WORK INSTRUCTIONS ->
Line count for the string "clicks": give the number of lines in the data below that contain it, and nothing more.
Segment Start: SUPPLIED MATERIAL
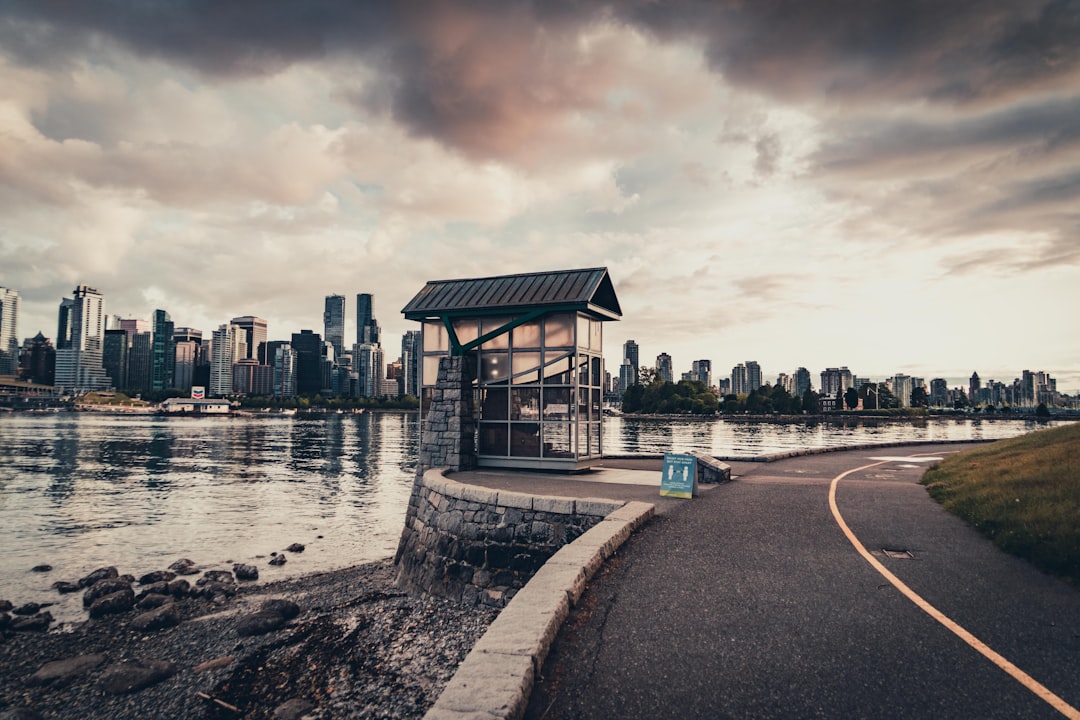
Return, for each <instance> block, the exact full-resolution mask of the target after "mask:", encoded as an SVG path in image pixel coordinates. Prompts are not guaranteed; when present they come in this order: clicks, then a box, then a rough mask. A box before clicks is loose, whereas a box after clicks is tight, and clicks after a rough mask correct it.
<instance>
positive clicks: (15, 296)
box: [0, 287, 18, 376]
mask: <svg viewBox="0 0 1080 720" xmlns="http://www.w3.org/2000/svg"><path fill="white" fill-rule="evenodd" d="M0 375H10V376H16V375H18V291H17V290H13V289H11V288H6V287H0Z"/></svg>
Segment End: SUPPLIED MATERIAL
ANSWER FOR THIS EXERCISE ->
2